A sept heures du matin, on commence par vouloir nous mettre dehors pour organiser un hôpital, "malheureux dans si beau château" dit le toubib allemand !!! Ils s' installent à Remaucourt où ils ne restent qu'une journée après avoir mis à leur tour les occupants à la porte. 
Il est venu cette après midi au moins douze voitures différentes pour faire les logements. Il sont corrects en général. La cuisine est envahie. Aimable, la cuisinière s'évertue à leur faire cuire du lapin.
elle a bien de la constance ! En échange, un soldat lui apporte deux kilos de sucre.
Le colonel arrive ce soir.
Gros mitraillage ce soir pendant que je suis à l' Église où je me mets dans la Sacristie, histoire d'en recevoir moins sur la tête...
Passage sur la route d' allemands à pied,  beaucoup de chars et de camions.
Au cours d'un passage d' avions, un officier se met à l'abri chez Mr Piot et lorsque celui-ci lui demande la raison de son manque de ceinturon, de revolver etc...l' officier lui répond :"Guerre terrible !! terroristes épouvantables !! tout prendre !!."  (décidément ils sont mal vu)
Pas de lumière depuis le bombardement aujourd'hui sur la route de Fontaine.
 Amiens et Rouen sont pris.
────────────────────
▸ Court exercice 1
Répondez, s'il vous plaît, à ces questions sur l'extrait de journal ci-dessus, une réponse par ligne :
(a) Combien de voitures au moins sont venues l'après-midi pour faire les logements ?
(b) Qu'est-ce qu'un soldat apporte à la cuisinière ?
(c) Quelles villes sont prises ?
────────────────────
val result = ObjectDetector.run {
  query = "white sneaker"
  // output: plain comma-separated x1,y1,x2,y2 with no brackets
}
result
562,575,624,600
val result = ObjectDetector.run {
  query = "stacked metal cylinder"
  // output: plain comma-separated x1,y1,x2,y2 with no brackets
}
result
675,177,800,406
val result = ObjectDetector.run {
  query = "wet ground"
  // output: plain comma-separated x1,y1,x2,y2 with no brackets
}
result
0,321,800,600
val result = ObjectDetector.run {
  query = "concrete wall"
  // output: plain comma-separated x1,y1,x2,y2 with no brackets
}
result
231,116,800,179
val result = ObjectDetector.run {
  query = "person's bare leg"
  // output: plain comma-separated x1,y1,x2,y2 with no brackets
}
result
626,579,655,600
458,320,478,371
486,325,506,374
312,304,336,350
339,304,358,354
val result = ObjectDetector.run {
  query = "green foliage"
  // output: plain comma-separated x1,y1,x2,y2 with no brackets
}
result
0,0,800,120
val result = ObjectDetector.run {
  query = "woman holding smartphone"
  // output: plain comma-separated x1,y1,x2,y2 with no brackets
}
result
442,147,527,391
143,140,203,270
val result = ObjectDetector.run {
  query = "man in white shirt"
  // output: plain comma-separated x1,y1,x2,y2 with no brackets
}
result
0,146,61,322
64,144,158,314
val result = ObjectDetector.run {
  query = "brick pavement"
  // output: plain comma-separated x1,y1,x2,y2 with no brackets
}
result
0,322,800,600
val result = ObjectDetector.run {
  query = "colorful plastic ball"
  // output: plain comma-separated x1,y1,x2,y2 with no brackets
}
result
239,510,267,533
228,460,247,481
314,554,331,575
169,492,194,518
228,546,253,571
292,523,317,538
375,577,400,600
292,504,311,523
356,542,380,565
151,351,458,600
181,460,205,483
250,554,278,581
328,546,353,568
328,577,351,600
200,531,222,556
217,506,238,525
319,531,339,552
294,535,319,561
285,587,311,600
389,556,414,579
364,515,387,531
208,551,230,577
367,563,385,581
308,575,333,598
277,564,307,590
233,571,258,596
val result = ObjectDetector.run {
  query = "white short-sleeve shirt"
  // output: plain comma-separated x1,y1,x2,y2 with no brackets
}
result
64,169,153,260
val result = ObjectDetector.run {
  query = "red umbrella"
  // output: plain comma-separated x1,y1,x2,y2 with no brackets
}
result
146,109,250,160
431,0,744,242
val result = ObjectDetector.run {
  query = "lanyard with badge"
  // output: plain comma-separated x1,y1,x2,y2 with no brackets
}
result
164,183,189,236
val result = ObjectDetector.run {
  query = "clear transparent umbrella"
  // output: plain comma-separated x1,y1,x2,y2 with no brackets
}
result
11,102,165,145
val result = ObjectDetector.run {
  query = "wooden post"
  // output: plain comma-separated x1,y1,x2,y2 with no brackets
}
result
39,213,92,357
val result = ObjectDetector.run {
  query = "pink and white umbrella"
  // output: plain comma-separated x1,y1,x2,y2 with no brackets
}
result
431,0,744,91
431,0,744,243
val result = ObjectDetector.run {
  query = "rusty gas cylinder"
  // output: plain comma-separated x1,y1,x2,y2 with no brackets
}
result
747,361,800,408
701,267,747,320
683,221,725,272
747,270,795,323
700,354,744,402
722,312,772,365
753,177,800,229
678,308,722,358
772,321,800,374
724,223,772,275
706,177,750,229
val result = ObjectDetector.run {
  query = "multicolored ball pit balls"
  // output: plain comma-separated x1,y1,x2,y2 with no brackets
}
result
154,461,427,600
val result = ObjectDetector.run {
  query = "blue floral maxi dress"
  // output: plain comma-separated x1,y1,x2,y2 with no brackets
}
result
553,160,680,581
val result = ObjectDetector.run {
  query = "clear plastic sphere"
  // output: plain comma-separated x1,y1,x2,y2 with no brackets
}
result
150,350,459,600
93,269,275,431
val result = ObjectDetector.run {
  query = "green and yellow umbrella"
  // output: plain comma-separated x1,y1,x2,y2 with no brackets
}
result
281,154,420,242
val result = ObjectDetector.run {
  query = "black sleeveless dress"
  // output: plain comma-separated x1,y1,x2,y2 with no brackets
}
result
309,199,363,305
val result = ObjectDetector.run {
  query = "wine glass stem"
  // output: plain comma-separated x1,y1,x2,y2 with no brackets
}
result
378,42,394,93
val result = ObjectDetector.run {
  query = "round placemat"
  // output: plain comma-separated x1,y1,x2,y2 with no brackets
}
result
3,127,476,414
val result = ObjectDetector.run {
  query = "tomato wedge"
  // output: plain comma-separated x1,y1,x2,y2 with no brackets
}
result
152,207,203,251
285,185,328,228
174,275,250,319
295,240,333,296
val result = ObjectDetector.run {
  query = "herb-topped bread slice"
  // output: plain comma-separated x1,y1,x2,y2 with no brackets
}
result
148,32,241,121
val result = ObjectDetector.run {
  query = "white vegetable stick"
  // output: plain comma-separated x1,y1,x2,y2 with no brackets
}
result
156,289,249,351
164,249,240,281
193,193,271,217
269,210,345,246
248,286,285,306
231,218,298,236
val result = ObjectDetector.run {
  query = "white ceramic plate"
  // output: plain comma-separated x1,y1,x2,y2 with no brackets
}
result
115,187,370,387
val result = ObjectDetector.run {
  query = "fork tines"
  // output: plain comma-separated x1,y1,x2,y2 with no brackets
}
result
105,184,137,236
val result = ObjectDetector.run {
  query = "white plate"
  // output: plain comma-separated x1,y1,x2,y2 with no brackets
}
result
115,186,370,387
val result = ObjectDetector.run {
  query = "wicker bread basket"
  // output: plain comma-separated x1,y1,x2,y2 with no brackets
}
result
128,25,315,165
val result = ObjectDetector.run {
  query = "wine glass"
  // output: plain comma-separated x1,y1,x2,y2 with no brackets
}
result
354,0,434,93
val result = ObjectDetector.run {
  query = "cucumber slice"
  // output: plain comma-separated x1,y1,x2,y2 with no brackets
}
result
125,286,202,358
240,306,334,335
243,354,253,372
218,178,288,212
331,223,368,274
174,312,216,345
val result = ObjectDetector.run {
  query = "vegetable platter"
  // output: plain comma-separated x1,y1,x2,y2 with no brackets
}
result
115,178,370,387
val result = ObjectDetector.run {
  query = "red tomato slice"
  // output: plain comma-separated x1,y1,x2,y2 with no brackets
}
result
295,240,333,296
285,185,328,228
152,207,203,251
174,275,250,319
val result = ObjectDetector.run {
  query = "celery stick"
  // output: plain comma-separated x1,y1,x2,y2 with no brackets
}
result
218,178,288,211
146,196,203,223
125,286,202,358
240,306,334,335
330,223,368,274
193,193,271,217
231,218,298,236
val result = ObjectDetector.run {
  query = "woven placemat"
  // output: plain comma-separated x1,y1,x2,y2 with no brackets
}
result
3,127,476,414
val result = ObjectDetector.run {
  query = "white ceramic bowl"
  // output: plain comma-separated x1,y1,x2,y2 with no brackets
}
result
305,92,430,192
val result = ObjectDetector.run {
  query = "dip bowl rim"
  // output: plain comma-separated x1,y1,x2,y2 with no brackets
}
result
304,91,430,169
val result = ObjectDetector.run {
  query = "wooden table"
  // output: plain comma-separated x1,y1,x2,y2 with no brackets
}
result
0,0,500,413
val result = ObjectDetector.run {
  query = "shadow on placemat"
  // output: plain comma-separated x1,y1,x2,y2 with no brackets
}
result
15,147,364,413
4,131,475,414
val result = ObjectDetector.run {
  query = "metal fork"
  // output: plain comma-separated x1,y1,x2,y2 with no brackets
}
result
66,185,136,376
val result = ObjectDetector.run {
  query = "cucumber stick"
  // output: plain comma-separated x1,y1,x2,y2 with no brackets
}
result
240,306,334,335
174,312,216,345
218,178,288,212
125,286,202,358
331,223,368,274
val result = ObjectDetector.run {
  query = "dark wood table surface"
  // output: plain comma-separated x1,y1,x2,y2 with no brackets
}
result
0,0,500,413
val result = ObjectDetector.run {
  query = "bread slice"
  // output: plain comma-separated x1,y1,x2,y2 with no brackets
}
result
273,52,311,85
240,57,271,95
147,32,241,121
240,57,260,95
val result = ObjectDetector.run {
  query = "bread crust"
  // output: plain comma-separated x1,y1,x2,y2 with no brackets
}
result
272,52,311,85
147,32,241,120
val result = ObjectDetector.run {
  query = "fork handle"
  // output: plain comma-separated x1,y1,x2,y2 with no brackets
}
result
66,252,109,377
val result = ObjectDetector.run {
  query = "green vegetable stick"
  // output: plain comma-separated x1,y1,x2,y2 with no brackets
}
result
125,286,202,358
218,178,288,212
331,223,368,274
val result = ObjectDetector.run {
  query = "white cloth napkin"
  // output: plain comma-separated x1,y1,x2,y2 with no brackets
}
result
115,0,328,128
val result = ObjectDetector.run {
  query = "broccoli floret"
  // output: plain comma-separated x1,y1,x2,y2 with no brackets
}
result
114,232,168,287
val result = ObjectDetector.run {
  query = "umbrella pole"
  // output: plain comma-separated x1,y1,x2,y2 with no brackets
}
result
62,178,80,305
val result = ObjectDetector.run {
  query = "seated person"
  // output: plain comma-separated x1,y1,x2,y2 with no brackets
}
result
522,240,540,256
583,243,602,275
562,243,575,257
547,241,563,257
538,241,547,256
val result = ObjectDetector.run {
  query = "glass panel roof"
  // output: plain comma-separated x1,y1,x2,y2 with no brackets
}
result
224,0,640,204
────────────────────
▸ Court exercice 2
Indiquez le nombre de lignes du listing qui contiennent la chaîne "plastic", sans rien ajouter.

▸ Résultat 1
(a) Au moins douze voitures.
(b) Deux kilos de sucre.
(c) Amiens et Rouen.

▸ Résultat 2
2